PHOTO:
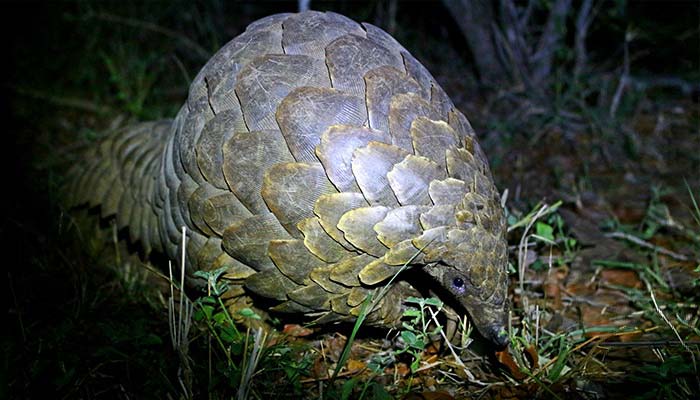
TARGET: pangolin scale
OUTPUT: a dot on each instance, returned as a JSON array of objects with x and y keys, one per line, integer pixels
[{"x": 314, "y": 157}]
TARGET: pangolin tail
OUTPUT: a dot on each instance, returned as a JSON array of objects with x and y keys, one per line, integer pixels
[{"x": 119, "y": 175}]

What the task asks:
Could you reproduce every row above verbatim, leaving out the pictures?

Written reply:
PHOTO:
TARGET: pangolin scale
OUTPUT: a dot on each instance, returned as a JSON array of objects with x and y keys, one per line, integer pixels
[{"x": 314, "y": 157}]
TARGET: pangolin tail
OUTPUT: a dot on each instance, returned as a JSON array of objects with x and y keys, one per line, integer pixels
[{"x": 119, "y": 175}]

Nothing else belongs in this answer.